# Start of GIVEN DATA

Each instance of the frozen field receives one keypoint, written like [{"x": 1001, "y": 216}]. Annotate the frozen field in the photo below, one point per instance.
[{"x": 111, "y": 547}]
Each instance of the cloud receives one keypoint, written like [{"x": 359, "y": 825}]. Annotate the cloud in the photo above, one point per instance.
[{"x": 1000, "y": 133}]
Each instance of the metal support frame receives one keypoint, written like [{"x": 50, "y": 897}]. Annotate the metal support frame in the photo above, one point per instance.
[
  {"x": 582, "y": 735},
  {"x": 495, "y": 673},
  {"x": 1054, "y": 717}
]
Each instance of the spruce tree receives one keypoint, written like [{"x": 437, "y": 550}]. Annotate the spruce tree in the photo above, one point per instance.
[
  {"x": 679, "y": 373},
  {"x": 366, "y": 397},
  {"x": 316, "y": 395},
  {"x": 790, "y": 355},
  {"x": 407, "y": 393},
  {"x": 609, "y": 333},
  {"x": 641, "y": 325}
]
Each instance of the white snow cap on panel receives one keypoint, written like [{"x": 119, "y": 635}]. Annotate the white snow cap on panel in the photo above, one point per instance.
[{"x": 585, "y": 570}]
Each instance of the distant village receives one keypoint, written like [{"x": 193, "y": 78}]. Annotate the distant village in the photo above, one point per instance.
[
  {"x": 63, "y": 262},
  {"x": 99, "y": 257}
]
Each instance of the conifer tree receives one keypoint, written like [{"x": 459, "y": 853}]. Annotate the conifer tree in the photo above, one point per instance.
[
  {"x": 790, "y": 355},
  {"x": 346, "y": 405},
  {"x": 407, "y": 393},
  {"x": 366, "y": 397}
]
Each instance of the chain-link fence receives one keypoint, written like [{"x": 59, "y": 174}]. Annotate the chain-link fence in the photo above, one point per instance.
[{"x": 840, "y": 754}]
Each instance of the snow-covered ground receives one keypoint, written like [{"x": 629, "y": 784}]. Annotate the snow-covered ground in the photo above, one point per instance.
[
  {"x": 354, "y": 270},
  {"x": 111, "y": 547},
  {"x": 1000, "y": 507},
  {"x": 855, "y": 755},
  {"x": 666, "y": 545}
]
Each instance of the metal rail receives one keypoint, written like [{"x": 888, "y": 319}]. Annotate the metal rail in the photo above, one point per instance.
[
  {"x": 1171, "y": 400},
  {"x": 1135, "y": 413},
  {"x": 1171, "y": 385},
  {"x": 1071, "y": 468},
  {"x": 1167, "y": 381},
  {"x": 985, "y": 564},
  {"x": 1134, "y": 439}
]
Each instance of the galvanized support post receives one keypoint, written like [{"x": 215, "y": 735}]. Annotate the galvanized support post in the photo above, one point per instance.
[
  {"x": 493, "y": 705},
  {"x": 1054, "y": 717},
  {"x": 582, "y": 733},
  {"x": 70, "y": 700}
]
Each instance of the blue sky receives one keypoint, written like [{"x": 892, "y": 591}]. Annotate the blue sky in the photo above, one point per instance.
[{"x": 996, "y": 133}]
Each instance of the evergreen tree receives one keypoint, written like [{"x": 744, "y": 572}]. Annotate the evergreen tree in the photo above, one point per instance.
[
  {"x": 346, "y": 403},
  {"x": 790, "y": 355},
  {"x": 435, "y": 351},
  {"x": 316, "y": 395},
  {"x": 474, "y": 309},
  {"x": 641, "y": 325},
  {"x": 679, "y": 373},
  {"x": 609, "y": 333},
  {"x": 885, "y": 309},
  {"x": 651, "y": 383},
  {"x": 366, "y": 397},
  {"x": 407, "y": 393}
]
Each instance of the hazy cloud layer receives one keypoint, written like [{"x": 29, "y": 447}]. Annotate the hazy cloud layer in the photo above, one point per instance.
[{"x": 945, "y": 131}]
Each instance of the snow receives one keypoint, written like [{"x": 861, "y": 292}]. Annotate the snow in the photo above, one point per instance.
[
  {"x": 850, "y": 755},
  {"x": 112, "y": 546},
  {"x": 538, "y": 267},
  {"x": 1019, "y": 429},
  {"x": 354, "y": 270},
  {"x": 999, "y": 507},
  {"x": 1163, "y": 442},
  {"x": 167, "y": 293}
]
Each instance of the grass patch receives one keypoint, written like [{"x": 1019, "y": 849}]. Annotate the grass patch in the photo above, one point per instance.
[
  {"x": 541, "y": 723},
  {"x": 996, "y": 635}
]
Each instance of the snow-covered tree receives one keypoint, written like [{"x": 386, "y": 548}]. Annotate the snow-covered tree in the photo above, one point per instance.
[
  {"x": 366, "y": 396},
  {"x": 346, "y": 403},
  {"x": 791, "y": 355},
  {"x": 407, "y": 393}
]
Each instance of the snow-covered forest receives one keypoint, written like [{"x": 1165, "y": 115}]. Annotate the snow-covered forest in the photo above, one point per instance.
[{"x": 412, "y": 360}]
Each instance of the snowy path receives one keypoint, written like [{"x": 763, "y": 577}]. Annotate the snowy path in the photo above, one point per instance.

# End of GIVEN DATA

> **EXERCISE TASK**: Extract each line of the listing above, copying it word for word.

> **THE SOLUTION**:
Each instance of the frozen field receives one keypoint, written like [{"x": 1001, "y": 216}]. Annotate the frozen field in the photo below, one point per instance.
[{"x": 111, "y": 547}]
Each instance of the cloud receives one keypoint, written like [{"x": 359, "y": 825}]. Annotate the cloud in the photo above, one point per instance.
[{"x": 1000, "y": 133}]
Each instance of the metal support frame receives one keypoint, written like [{"x": 50, "y": 897}]. Annotate the metal support frame in the photo above, one point per instance.
[
  {"x": 582, "y": 735},
  {"x": 495, "y": 673},
  {"x": 1054, "y": 717}
]
Each instance of the spruce tree receives one keypoint, written like [{"x": 437, "y": 550}]. Annotate the spruce tree in the photo above, one point per instance.
[
  {"x": 679, "y": 373},
  {"x": 366, "y": 397},
  {"x": 316, "y": 395},
  {"x": 790, "y": 355},
  {"x": 407, "y": 393},
  {"x": 609, "y": 333},
  {"x": 641, "y": 325}
]
Each instance of the white snow cap on panel receives one keypoint, written like [{"x": 119, "y": 635}]. Annotate the white snow cap on panel in the photo above, one point per instance.
[{"x": 585, "y": 570}]
Each instance of the distant village receives one keypoint, written like [{"x": 193, "y": 78}]. Annotate the distant village in the photo above, one point per instance.
[
  {"x": 63, "y": 262},
  {"x": 99, "y": 257}
]
Each instance of the conifer tree receives one keypoint, written like [{"x": 459, "y": 853}]. Annotate the conifer tree in the photo above, one point per instance.
[
  {"x": 790, "y": 355},
  {"x": 346, "y": 405},
  {"x": 407, "y": 393},
  {"x": 366, "y": 397}
]
Each instance of the chain-link fence receives one keypoint, written like [{"x": 59, "y": 174}]. Annotate the chain-link fence in the photo above, one point per instance.
[{"x": 840, "y": 754}]
Each instance of the snow-covered ground receives one keypoint, written like [{"x": 629, "y": 784}]. Annotate the snow-covered ground in the photo above, one point per instance.
[
  {"x": 354, "y": 270},
  {"x": 111, "y": 547},
  {"x": 1000, "y": 507},
  {"x": 855, "y": 755},
  {"x": 666, "y": 545}
]
Each instance of the metal rail receives one keypoint, written like [{"x": 888, "y": 319}]. Annotate the metal rail in the photo above, one point per instance.
[
  {"x": 1171, "y": 400},
  {"x": 1135, "y": 413},
  {"x": 1171, "y": 385},
  {"x": 1071, "y": 468},
  {"x": 1167, "y": 381},
  {"x": 985, "y": 564},
  {"x": 1134, "y": 439}
]
Each instance of the galvanized support post receives one keypoint, written like [{"x": 215, "y": 735}]. Annotate the galvanized support post in the photo above, one point per instance.
[
  {"x": 493, "y": 705},
  {"x": 1054, "y": 717},
  {"x": 582, "y": 733},
  {"x": 70, "y": 700}
]
Each instance of the blue sky receives one keypoint, written like [{"x": 892, "y": 591}]. Annotate the blue sky in the photo above, one point per instance.
[{"x": 996, "y": 133}]
Each instance of the evergreen tree receives one keypoint, written like [{"x": 744, "y": 572}]. Annotate the evergreen tree in the photo above, one point per instance.
[
  {"x": 346, "y": 403},
  {"x": 790, "y": 355},
  {"x": 435, "y": 351},
  {"x": 316, "y": 395},
  {"x": 474, "y": 309},
  {"x": 641, "y": 325},
  {"x": 679, "y": 373},
  {"x": 609, "y": 333},
  {"x": 885, "y": 309},
  {"x": 651, "y": 383},
  {"x": 366, "y": 397},
  {"x": 407, "y": 393}
]
Each instance of the hazy cloud layer receives one keypoint, written like [{"x": 29, "y": 447}]. Annotate the hazy cloud layer in the photo above, one point per instance.
[{"x": 945, "y": 131}]
Each instance of the snow receives one keypoint, written like [{"x": 861, "y": 292}]. Annotate the snow in the photo above, one point per instance.
[
  {"x": 850, "y": 755},
  {"x": 112, "y": 546},
  {"x": 538, "y": 267},
  {"x": 1019, "y": 429},
  {"x": 354, "y": 270},
  {"x": 999, "y": 507},
  {"x": 1163, "y": 442},
  {"x": 167, "y": 293}
]
Each instance of the grass patch receives one keypoint, written like [{"x": 1019, "y": 849}]. Annotate the grass patch in the photo above, one point per instance.
[
  {"x": 541, "y": 723},
  {"x": 996, "y": 635}
]
Each instance of the snow-covered tree receives one keypoint, written like [{"x": 386, "y": 548}]. Annotate the snow-covered tree in the photo above, one point per instance.
[
  {"x": 366, "y": 396},
  {"x": 346, "y": 403},
  {"x": 791, "y": 355},
  {"x": 407, "y": 393}
]
Each instance of the snow-covered forest receives one keypoint, written like [{"x": 1165, "y": 115}]. Annotate the snow-covered forest in the photo above, one point per instance.
[{"x": 412, "y": 360}]
Each instance of the snowy path receives one keypoint, written like [{"x": 763, "y": 577}]. Annotate the snowy path in the photo above, one point per instance.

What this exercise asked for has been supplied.